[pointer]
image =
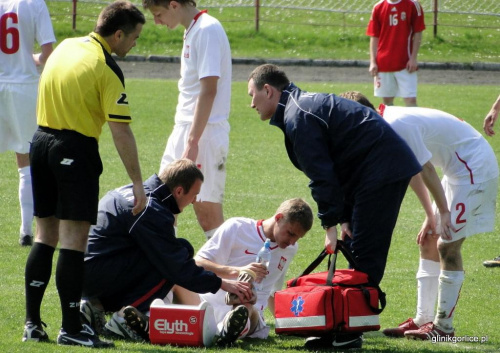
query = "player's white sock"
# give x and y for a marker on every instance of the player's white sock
(210, 233)
(450, 283)
(26, 201)
(428, 284)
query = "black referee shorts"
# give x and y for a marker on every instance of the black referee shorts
(65, 170)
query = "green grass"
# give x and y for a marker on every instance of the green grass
(259, 177)
(301, 34)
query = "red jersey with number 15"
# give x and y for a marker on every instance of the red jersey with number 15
(394, 24)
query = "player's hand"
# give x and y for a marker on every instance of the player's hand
(489, 123)
(447, 226)
(373, 69)
(259, 269)
(242, 289)
(331, 240)
(140, 198)
(412, 65)
(428, 230)
(345, 229)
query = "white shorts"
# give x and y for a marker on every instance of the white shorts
(212, 156)
(17, 116)
(472, 208)
(396, 84)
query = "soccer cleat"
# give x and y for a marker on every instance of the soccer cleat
(92, 316)
(120, 329)
(401, 329)
(492, 263)
(33, 332)
(137, 321)
(25, 240)
(85, 338)
(427, 332)
(232, 326)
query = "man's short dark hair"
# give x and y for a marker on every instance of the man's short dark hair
(297, 211)
(119, 15)
(269, 74)
(182, 172)
(166, 3)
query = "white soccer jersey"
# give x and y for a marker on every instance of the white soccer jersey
(448, 142)
(206, 53)
(21, 23)
(236, 243)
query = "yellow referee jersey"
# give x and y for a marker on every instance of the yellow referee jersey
(82, 87)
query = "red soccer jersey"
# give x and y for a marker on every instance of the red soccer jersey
(394, 24)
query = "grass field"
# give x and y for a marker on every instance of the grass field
(260, 176)
(300, 34)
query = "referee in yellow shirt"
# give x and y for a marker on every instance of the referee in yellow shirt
(80, 89)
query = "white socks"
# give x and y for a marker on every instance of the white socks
(26, 201)
(428, 285)
(450, 283)
(210, 233)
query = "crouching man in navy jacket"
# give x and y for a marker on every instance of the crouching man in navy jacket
(132, 260)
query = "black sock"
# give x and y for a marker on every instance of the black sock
(36, 278)
(69, 282)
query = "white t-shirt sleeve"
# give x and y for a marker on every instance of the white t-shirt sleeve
(209, 52)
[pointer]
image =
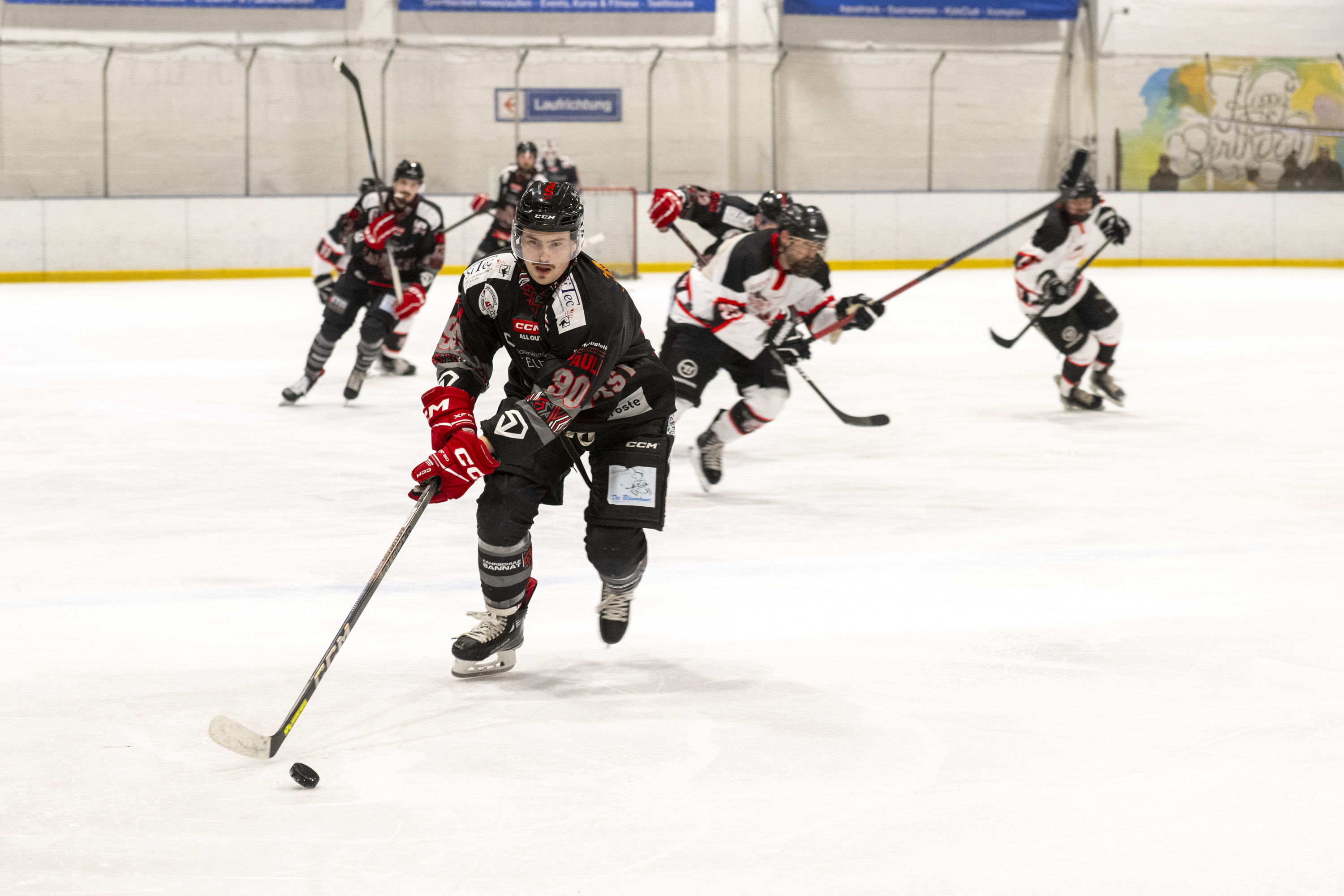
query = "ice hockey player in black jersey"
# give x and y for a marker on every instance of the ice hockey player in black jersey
(405, 226)
(330, 261)
(514, 182)
(582, 379)
(740, 314)
(557, 167)
(1078, 320)
(721, 215)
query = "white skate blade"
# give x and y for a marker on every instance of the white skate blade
(229, 734)
(695, 466)
(500, 663)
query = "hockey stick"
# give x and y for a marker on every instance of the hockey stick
(701, 261)
(339, 65)
(226, 732)
(877, 420)
(1076, 170)
(578, 464)
(1035, 319)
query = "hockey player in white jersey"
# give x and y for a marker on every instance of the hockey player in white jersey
(740, 314)
(1077, 319)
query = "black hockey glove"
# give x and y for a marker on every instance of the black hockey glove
(795, 350)
(865, 308)
(1113, 226)
(326, 285)
(1053, 291)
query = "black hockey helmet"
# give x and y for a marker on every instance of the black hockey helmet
(549, 207)
(1084, 189)
(804, 222)
(772, 205)
(410, 171)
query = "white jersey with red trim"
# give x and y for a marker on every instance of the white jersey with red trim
(1060, 245)
(744, 289)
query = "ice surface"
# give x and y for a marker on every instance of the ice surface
(992, 648)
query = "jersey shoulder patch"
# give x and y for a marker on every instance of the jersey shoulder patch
(569, 306)
(491, 268)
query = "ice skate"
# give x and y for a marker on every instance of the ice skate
(355, 383)
(1107, 385)
(613, 609)
(499, 634)
(707, 458)
(1077, 400)
(396, 366)
(302, 388)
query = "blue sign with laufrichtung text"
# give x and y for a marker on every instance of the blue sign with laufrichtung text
(198, 4)
(1004, 11)
(556, 6)
(560, 104)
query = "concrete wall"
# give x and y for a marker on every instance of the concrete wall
(280, 233)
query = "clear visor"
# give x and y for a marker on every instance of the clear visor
(547, 248)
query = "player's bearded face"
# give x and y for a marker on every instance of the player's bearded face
(405, 191)
(801, 257)
(546, 256)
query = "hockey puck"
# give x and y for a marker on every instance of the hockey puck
(303, 775)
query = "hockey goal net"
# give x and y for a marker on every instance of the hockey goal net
(609, 229)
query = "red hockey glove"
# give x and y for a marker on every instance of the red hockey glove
(459, 464)
(666, 207)
(413, 299)
(448, 410)
(381, 229)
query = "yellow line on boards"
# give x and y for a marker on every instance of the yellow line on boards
(648, 268)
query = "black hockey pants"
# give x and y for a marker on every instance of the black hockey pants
(629, 466)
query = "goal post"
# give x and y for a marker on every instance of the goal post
(611, 229)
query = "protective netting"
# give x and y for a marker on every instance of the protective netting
(609, 229)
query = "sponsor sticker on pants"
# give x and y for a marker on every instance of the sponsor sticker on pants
(632, 485)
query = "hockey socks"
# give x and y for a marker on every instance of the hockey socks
(318, 357)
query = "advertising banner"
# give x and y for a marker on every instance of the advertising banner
(1006, 11)
(560, 104)
(557, 6)
(1246, 121)
(198, 4)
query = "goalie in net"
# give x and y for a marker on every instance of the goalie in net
(609, 215)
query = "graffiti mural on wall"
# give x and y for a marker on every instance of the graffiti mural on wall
(1256, 104)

--- THE PROBLEM ---
Every entry, word for word, should be given again; the pictures are not part of the copy.

--- EXERCISE RESULT ---
[pointer]
image =
query = "player's white sock"
# give x and y for a marker on every instance of the player's white sock
(210, 233)
(450, 283)
(26, 201)
(428, 284)
query = "black referee shorts"
# give x and y for a marker on every instance of the black referee shorts
(65, 170)
query = "green grass"
# give x and y for a marker on every instance of the green grass
(259, 177)
(301, 34)
query = "red jersey with number 15"
# give x and y for a marker on every instance of the red jersey with number 15
(394, 24)
query = "player's hand"
# give x and y for a marker on every instance of the player's hand
(489, 123)
(447, 226)
(373, 69)
(259, 269)
(242, 289)
(331, 240)
(140, 198)
(412, 65)
(428, 230)
(345, 229)
query = "white shorts"
# give x and y for a marker on every instance of the white shorts
(212, 156)
(17, 116)
(472, 208)
(396, 84)
query = "soccer cleat"
# give x and y for a marker on every instance of the soccer cleat
(92, 316)
(120, 329)
(401, 329)
(492, 263)
(33, 332)
(137, 321)
(25, 240)
(85, 338)
(427, 332)
(232, 326)
query = "man's short dark hair"
# give x and y for a marker on every instance of the man's short dark hair
(297, 211)
(119, 15)
(269, 74)
(182, 172)
(166, 3)
query = "white soccer jersey"
# give x and y for a marker on every instance of the white soccer jersey
(448, 142)
(206, 53)
(21, 23)
(236, 243)
query = "yellow referee jersey"
# give x and y for a marker on every instance of the yellow referee jersey
(82, 87)
query = "red soccer jersey"
# give x and y for a marker on every instance of the red soccer jersey
(394, 24)
query = "grass field"
# give x and y for a marker on every instance of the grass field
(260, 176)
(300, 34)
query = "referee in yellow shirt"
# give x and y for a marker on every instance of the referee in yellow shirt
(80, 89)
query = "white socks"
# give x and y for a marker on every instance of the white socks
(26, 201)
(428, 285)
(450, 283)
(210, 233)
query = "crouching man in navy jacket"
# give x and y for a marker on every instance of the crouching man in navy jacket
(132, 260)
query = "black sock"
# give x and y for a marker on every instance of the black sock
(36, 278)
(69, 282)
query = "white t-shirt sleeve"
# give x and y for a marker on every instance of the white t-shirt sleeve
(209, 52)
[pointer]
image =
query = "ice hockey player in black jersey"
# give x and y for a marker on every instance of the ice hockey player in black jersey
(405, 226)
(330, 261)
(514, 182)
(582, 379)
(740, 314)
(557, 167)
(1078, 320)
(721, 215)
query = "white skate blade"
# give x and y for a marker on every instance of the white skate blade
(229, 734)
(695, 466)
(500, 663)
query = "hockey stick"
# give x and y for a marker on every instance of the hockey stick
(701, 261)
(339, 65)
(226, 732)
(877, 420)
(1076, 170)
(578, 464)
(1035, 319)
query = "hockey player in white jersey"
# give x and y for a marker on every instance of the hockey player in white jersey
(740, 314)
(1077, 319)
query = "black hockey glove"
# give x and y for a marker on every instance of the black hockey glove
(795, 350)
(865, 308)
(1113, 226)
(326, 285)
(1053, 291)
query = "black hockey helmet"
# give x and y for a marker on every instance of the black hockey helmet
(549, 207)
(1084, 189)
(804, 222)
(772, 205)
(410, 171)
query = "white jersey with red trim"
# give x and y for a marker on every instance of the white jersey with red trim
(1060, 245)
(744, 289)
query = "ice surface"
# give x and y for a marker on every instance of the ice surface
(992, 648)
query = "jersey shoulder patch"
# give x and y for a marker on every instance of the jersey shoulder patch
(569, 306)
(491, 268)
query = "ice skate"
# give x and y for a marker on every instance of the ice skate
(355, 383)
(1107, 385)
(613, 609)
(499, 634)
(707, 458)
(1077, 400)
(396, 366)
(302, 388)
query = "blue sign with laufrichtung text"
# give x and y for a marker on every instance of the blue sign with laufrichtung text
(198, 4)
(1004, 11)
(556, 6)
(560, 104)
query = "concrete wall"
# give x and y for a marker on every instance of the concrete wall
(280, 233)
query = "clear visor"
# give x and y for a marker on every instance of the clear visor
(547, 248)
query = "player's bearded face"
# give x and y for a marker on every instance of the player's bearded face
(405, 191)
(801, 257)
(546, 256)
query = "hockey puck"
# give x and y for a marker on every instance of the hockey puck
(303, 775)
query = "hockey goal net"
# give x and y for a marker on every instance of the hockey goal net
(609, 229)
query = "red hockey glove"
# give x and y for a marker on every instance of the red hockey glove
(459, 464)
(666, 207)
(413, 299)
(448, 410)
(381, 229)
query = "yellow line on boards"
# give x and y for a marker on every instance of the yellow line on boards
(648, 268)
query = "black hockey pants"
# give x and y for a marker on every instance of the black hockey pants
(629, 466)
query = "goal post"
# give x and y for a marker on every instance of the goal post
(611, 229)
query = "protective netting"
# give x and y for a marker on every instance of the protective netting
(609, 229)
query = "sponsor sticker on pants"
# give x and y for a marker on every instance of the sponsor sticker on pants
(632, 485)
query = "hockey socks"
# give x and y for a marker on every instance of the hockey socks
(318, 357)
query = "advertising banner"
# give x and y for a marker on every instance of the advertising banner
(1006, 11)
(560, 104)
(557, 6)
(1246, 121)
(198, 4)
query = "goalie in net"
# give x and y for a marker on every instance of the goalie in net
(609, 215)
query = "graffiti mural on wall"
# give x and y for a marker on every instance of the graffiti mural on wall
(1256, 104)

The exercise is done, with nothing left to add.